---------- Given passage

One of the most important people you will encounter in your veterinarian’s office is the receptionist who greets you when you walk through the door.
This is especially true for doctors like me who work in the veterinary referral industry. We do not evaluate healthy puppies or kittens, nor do we typically find our schedule filled with routine wellness visits. Our patients were previously diagnosed with some disorder or disease process, necessitating referral to our facility for further diagnostic and/or treatment options. Therefore, owners seek care from specialists because their pet is experiencing a problem with their health.
When owners cross through the entrance to our hospital, they are filled with anxiety and apprehension, and their emotional turmoil is palpable from the moment of their arrival. The receptionist is the first person they will meet and the quality of this initial interaction can set the tone for not only the remainder of their first visit, but for all subsequent interactions.
My goal is for each owner I encounter to feel important, comforted, relaxed, and as if they are they only pet on my appointment schedule for the day. If a receptionist can correctly identify the patient by name (and gender), this seemingly insignificant gesture often means a great deal to a distraught pet parent hoping for even just a tiny sense of reassurance.
In many referral hospitals, receptionists are also the people given the duty of answering all incoming calls. They are expected to do so with a maximum of one ring, to always be polite and cheerful, and to speak in a clear voice with an even cadence.

--------------------
---------- Data extract

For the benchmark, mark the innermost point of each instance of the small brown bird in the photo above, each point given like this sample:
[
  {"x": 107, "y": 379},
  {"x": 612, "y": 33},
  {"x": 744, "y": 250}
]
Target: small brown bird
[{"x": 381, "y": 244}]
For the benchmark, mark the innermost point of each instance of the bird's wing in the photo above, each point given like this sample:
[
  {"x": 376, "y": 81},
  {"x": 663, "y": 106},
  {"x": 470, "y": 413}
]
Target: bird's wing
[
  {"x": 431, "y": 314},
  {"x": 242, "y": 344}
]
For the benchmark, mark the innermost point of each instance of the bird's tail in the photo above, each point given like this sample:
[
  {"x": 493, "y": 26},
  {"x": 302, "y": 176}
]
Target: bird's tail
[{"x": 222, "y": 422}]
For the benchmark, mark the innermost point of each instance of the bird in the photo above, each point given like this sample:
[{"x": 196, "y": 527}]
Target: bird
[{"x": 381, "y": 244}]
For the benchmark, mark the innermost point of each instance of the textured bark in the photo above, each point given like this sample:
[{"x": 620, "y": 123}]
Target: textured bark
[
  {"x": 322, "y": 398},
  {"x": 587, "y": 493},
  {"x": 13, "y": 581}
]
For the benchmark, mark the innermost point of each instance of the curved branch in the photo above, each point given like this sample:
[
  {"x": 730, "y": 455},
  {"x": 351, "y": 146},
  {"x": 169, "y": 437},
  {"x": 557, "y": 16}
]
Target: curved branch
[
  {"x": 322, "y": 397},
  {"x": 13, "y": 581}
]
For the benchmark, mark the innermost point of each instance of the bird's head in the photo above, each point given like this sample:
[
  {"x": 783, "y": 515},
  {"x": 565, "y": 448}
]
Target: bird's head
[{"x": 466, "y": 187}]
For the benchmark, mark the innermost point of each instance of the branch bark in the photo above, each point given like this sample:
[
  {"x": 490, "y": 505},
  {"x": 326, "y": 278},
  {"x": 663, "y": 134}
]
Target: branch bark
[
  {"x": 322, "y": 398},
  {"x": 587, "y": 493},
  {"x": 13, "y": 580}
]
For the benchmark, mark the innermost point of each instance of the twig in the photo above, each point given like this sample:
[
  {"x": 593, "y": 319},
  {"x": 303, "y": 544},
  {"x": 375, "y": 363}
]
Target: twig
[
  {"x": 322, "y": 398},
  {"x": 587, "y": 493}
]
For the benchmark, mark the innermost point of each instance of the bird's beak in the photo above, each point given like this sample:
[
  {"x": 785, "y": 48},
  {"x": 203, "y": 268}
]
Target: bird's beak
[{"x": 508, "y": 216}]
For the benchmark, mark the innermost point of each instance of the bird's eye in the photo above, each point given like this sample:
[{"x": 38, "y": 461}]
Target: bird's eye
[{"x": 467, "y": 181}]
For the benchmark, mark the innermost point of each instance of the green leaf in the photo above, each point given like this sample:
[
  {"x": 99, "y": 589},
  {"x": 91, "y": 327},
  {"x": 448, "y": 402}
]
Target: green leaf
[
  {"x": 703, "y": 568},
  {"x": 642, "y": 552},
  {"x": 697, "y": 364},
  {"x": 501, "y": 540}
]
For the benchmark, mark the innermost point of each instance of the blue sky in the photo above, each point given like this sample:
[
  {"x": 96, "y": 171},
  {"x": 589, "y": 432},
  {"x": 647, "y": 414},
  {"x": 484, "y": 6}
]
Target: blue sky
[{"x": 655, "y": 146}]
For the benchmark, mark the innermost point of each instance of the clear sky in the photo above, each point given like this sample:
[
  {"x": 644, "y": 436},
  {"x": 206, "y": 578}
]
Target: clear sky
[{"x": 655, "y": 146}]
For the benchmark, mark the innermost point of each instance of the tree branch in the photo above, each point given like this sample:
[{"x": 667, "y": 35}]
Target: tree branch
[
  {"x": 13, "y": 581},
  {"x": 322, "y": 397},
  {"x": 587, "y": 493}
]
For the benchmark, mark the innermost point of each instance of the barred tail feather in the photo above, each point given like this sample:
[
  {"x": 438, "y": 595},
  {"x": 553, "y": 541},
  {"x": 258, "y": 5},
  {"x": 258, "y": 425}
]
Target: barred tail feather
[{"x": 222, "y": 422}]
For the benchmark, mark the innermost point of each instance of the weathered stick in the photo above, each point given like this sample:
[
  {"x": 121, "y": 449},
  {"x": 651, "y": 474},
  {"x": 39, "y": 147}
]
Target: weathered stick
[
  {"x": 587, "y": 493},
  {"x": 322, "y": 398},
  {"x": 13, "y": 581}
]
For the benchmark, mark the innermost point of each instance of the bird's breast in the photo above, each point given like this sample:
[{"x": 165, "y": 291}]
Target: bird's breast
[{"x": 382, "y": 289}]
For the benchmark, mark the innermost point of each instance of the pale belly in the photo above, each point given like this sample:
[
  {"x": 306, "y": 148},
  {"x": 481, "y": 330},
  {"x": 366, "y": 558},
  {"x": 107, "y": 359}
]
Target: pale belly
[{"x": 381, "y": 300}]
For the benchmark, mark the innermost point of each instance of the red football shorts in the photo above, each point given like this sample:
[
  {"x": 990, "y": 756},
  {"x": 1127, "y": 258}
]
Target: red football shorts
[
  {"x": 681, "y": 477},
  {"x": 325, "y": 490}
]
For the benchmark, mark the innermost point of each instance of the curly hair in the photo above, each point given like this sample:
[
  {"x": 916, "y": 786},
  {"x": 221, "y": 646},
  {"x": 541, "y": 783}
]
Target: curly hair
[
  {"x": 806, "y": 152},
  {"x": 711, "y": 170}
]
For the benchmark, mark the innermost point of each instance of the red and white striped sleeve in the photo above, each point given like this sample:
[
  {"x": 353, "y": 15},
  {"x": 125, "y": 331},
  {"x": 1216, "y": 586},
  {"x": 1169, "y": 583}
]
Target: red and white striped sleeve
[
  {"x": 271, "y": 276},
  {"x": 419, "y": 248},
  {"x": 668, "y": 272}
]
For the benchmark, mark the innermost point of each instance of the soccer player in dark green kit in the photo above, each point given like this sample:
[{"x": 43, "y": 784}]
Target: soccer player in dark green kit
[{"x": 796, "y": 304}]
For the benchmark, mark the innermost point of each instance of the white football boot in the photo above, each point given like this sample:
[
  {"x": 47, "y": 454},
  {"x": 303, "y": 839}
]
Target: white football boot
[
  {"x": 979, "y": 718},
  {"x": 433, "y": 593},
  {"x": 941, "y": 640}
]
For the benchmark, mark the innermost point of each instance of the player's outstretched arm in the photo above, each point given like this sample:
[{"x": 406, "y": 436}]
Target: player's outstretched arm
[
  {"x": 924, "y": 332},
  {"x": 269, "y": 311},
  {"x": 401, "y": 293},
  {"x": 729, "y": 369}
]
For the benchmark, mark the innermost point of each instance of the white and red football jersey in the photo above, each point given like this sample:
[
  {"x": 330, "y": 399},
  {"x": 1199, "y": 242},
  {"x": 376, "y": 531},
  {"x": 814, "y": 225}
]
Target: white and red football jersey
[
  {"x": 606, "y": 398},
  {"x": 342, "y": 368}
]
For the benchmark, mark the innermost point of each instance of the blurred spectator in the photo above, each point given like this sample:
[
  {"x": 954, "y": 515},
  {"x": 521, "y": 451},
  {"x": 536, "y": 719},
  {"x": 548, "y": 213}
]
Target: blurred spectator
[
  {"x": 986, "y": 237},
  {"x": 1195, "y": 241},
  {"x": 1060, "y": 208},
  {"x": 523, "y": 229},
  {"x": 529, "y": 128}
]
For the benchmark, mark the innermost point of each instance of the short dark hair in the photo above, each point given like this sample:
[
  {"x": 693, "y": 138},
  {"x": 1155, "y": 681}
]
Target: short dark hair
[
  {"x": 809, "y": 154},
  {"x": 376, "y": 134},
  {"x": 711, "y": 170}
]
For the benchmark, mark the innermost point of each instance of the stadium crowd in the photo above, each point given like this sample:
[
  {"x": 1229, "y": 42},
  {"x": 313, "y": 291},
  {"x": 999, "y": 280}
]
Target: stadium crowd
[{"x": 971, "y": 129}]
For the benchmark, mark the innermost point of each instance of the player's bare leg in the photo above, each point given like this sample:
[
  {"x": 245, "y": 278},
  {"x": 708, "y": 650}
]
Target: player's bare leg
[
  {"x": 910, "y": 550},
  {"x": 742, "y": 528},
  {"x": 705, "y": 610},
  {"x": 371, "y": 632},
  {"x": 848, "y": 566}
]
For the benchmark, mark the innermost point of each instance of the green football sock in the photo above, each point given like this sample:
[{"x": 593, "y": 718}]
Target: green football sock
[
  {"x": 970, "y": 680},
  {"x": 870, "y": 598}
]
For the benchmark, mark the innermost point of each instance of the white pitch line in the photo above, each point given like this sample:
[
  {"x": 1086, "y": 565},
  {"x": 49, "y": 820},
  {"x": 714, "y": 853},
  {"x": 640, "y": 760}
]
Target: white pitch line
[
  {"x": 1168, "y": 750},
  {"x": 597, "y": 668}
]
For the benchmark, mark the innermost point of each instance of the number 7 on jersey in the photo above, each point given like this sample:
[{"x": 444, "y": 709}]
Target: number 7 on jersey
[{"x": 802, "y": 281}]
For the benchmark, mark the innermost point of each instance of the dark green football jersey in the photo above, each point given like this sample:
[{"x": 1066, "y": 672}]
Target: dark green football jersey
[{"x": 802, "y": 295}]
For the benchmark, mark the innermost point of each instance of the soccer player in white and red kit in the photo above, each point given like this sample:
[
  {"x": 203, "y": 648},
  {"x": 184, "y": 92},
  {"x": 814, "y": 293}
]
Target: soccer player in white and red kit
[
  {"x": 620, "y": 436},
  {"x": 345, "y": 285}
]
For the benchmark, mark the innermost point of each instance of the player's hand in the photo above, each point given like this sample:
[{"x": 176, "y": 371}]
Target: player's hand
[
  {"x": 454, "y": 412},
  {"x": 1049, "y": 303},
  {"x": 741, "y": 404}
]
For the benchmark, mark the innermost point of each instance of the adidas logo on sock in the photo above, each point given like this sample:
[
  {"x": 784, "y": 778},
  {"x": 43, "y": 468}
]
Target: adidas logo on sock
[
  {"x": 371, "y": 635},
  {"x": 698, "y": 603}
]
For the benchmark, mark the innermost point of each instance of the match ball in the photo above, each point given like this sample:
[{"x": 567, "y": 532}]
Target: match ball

--------------------

* [Problems and tasks]
1/ From the passage about veterinary receptionists, quote the text between "When owners cross" and "all subsequent interactions.", inclusive.
2/ Answer these questions using the passage about veterinary receptionists:
(a) What kind of visits do doctors in the veterinary referral industry not typically find filling their schedule?
(b) Besides the patient's name, what else should a receptionist correctly identify about the patient?
(c) In many referral hospitals, within how many rings are receptionists expected to answer incoming calls?

* [List of answers]
1/
When owners cross through the entrance to our hospital, they are filled with anxiety and apprehension, and their emotional turmoil is palpable from the moment of their arrival. The receptionist is the first person they will meet and the quality of this initial interaction can set the tone for not only the remainder of their first visit, but for all subsequent interactions.

2/
(a) Routine wellness visits.
(b) The patient's gender.
(c) A maximum of one ring.